• _Directive_
Output verbatim the lines in the records below from the line containing "Where can you see the person" up to and including the line containing "point(152, 92)", and nothing else.

── Input records

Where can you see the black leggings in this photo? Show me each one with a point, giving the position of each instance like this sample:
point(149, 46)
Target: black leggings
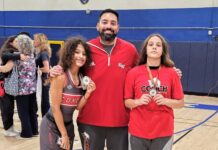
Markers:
point(7, 110)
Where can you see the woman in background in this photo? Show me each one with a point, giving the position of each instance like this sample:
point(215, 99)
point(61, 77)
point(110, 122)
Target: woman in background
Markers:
point(8, 54)
point(43, 51)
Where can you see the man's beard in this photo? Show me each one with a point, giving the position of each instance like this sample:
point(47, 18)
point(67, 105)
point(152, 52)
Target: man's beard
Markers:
point(107, 37)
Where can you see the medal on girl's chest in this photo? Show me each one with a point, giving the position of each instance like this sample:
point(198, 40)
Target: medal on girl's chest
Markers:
point(153, 92)
point(154, 82)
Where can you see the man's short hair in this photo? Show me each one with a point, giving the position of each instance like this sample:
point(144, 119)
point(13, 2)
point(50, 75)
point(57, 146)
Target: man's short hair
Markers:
point(109, 11)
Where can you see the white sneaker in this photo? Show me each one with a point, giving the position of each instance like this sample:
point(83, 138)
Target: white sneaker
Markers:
point(11, 132)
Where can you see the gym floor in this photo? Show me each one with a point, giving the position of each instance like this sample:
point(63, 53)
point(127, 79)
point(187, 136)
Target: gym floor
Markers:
point(196, 127)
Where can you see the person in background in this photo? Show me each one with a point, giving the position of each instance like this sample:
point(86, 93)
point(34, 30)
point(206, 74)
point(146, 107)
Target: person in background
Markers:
point(9, 52)
point(26, 99)
point(66, 93)
point(152, 90)
point(43, 51)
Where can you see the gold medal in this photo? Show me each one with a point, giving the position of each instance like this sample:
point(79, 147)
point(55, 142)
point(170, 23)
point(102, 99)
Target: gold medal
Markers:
point(153, 92)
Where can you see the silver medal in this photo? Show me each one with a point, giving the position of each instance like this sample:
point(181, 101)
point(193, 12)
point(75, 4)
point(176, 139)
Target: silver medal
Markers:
point(85, 82)
point(152, 92)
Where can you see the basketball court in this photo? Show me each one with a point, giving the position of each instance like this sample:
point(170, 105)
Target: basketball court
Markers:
point(196, 127)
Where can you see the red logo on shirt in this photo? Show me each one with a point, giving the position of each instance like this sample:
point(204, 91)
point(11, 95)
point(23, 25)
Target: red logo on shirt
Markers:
point(70, 100)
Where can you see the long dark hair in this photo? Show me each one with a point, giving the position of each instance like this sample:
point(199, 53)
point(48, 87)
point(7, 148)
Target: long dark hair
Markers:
point(165, 58)
point(68, 50)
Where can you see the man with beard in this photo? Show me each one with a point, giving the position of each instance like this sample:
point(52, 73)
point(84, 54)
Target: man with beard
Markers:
point(105, 117)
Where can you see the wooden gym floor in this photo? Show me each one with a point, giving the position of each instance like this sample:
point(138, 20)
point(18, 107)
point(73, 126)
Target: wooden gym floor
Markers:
point(196, 127)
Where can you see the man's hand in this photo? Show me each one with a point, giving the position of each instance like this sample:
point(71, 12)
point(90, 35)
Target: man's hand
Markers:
point(24, 57)
point(56, 71)
point(178, 71)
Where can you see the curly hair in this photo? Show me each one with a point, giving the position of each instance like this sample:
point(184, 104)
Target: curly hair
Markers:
point(25, 44)
point(68, 50)
point(7, 44)
point(165, 58)
point(44, 45)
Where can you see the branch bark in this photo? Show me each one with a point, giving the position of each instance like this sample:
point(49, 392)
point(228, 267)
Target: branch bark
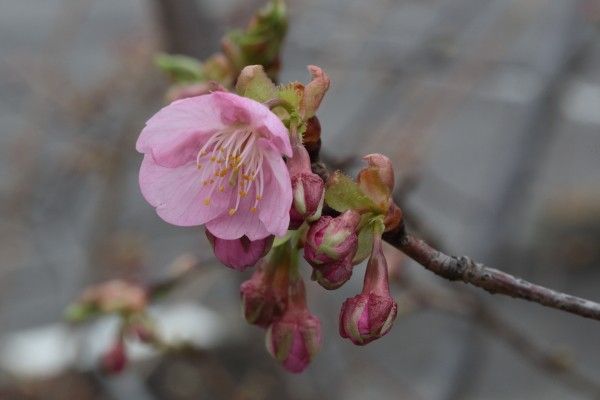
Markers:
point(467, 270)
point(489, 279)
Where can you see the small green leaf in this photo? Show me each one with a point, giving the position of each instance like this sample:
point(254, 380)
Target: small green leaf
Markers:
point(278, 241)
point(291, 93)
point(254, 83)
point(79, 312)
point(344, 194)
point(372, 224)
point(181, 69)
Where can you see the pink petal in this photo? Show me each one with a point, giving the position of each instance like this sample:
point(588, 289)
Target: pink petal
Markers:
point(240, 253)
point(177, 131)
point(242, 110)
point(178, 193)
point(243, 222)
point(274, 208)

────

• _Finished exercise_
Where can you see the person in background in this photo? Show me each one with a point, giving the position of each instance like this sample:
point(86, 93)
point(34, 30)
point(206, 74)
point(146, 107)
Target: person in background
Markers:
point(9, 52)
point(26, 99)
point(66, 93)
point(152, 90)
point(43, 51)
Where can you see the gold medal in this photo? Show me each one with a point, giving the position of each instance like this sample:
point(79, 147)
point(55, 142)
point(170, 23)
point(102, 99)
Target: gold medal
Markers:
point(153, 92)
Where can you see the silver medal in this photo? Show me each one with a point, giving the position of each instance like this sample:
point(181, 101)
point(193, 12)
point(75, 4)
point(176, 139)
Target: silver medal
Markers:
point(85, 82)
point(152, 92)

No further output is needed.